**To be done**: Count how many lines of the listing contain the word "shower". Reply with the number alone.

**Provided records**:
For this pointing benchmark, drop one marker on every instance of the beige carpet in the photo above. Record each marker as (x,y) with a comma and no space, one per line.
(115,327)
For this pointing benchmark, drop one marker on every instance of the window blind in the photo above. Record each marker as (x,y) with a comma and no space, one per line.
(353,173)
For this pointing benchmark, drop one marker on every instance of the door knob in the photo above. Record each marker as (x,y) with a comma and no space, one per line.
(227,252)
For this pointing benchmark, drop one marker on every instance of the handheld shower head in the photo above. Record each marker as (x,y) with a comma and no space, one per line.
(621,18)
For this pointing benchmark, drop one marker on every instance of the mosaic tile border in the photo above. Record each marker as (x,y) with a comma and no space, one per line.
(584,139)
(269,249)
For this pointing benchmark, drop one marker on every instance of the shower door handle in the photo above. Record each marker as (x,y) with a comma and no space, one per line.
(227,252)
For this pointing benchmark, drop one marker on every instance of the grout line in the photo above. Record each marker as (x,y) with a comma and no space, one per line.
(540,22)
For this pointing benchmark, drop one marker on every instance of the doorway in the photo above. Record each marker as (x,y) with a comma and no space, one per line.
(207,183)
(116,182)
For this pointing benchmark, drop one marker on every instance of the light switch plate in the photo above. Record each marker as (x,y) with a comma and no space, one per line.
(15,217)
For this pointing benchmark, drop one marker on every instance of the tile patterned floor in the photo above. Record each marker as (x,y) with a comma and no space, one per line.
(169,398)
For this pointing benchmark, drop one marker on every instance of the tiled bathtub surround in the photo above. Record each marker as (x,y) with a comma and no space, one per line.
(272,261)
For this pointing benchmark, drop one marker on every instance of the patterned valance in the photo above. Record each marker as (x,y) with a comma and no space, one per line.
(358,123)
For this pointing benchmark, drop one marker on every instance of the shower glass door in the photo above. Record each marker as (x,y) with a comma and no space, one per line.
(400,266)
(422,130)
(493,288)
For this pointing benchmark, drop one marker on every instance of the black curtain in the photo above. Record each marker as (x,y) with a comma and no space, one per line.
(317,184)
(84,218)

* * *

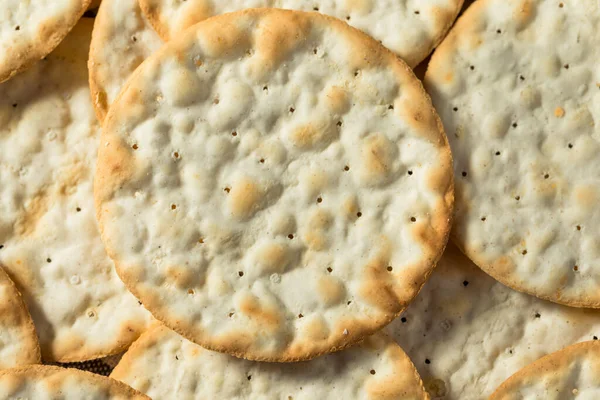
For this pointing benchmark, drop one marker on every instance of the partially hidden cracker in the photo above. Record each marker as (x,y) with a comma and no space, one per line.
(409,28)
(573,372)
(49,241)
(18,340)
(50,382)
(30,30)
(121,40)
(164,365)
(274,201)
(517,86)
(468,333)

**Answer for the task**: 3